**Texte à lire**

« Des prisons à gogo. | Accueil | Quand le chômeur devient délinquant. »

La présomption… de culpabilité !

La cour de cassation a rejeté le pourvoi du bourgmestre de Dinant Richard Fournaux dans l'affaire du casino de Dinant. Voilà onze ans que les choses traînent, en cause le système belge qui protège les parlementaires en délicatesse avec la loi.
Un petit peu d’histoire :
Depuis la révolution française, le principe de séparation des pouvoirs a conduit à reconnaître la primauté du pouvoir législatif sur tout autre en raison du principe de la légitimité de la représentation. Aujourd'hui, l'on constate cependant une crise du régime parlementaire provoquée ou compensée par un recours accru aux juridictions. Ainsi, la société se « juridicise » ; nombre de conflits sociaux échappent à l'emprise du parlement pour être tranchés par un juge. Si d'aucuns crient au gouvernement des juges, d'autres, par contre, louent cette importance accrue du droit. Il n'en demeure pas moins que l'intervention croissante du judiciaire dans les domaines en principe réservés au politique pose des problèmes de légitimité.

**Données**
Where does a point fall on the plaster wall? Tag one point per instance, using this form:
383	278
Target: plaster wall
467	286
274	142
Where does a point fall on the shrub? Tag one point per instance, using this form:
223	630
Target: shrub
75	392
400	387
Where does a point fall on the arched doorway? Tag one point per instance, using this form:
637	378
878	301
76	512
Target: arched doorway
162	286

**Exercices à faire**
1/ Répondez à ces questions sur le texte consacré à l'affaire du casino de Dinant :
(a) Quelle juridiction a rejeté le pourvoi de Richard Fournaux ?
(b) Depuis combien d'années l'affaire traîne-t-elle ?
(c) Depuis quel événement le principe de séparation des pouvoirs a-t-il conduit à reconnaître la primauté du pouvoir législatif ?
2/ Recopiez à l'identique le passage du texte sur l'affaire du casino de Dinant qui commence à « La cour de cassation » et se termine à « avec la loi. ».
3/ Donnez la suite du texte sur l'affaire du casino de Dinant, à partir de l'endroit où il s'arrête.

**Réponses par exercice**
1/
(a) La cour de cassation.
(b) Onze ans.
(c) La Révolution française.

2/
La cour de cassation a rejeté le pourvoi du bourgmestre de Dinant Richard Fournaux dans l'affaire du casino de Dinant. Voilà onze ans que les choses traînent, en cause le système belge qui protège les parlementaires en délicatesse avec la loi.

3/
Dans l’esprit du législateur initial, il s’agissait de protéger le parlementaire contre toute atteinte à son action politique. On ne pouvait l’inculper pour ses prises de parole en opposition au gouvernement en place, et cette immunité était en quelque sorte son viatique le mettant à l’abri d’une campagne calomnieuse ou de tout autre atteinte à son mandat.
Dans sa naïveté originelle, le législateur ne soulevait pas la question de la responsabilité civile pour des crimes ou des délits commis par ceux qui bénéficient de cette immunité, supposant que l’élu de la Nation ne saurait être un délinquant ! Nonobstant cette présomption d’honnêteté, le législateur excluait le flagrant délit, puis cela n’étant pas suffisant, il imagina une procédure pour la levée de l’immunité d’un accusé parlementaire par une procédure devant ses pairs.
Les rapports entre le pouvoir législatif et le pouvoir judiciaire étant des plus ambigus, il est courant de voir de nos jours des parlementaires usés jusqu’au bout de la procédure d’usage au parlement afin d’éloigner, de suspendre ou d’interdire la levée de l’immunité parlementaire par ses pairs, soit par des pressions de parti, soit par des manœuvres destinées à influencer une majorité, soit encore par des arguments probant de son honnêteté.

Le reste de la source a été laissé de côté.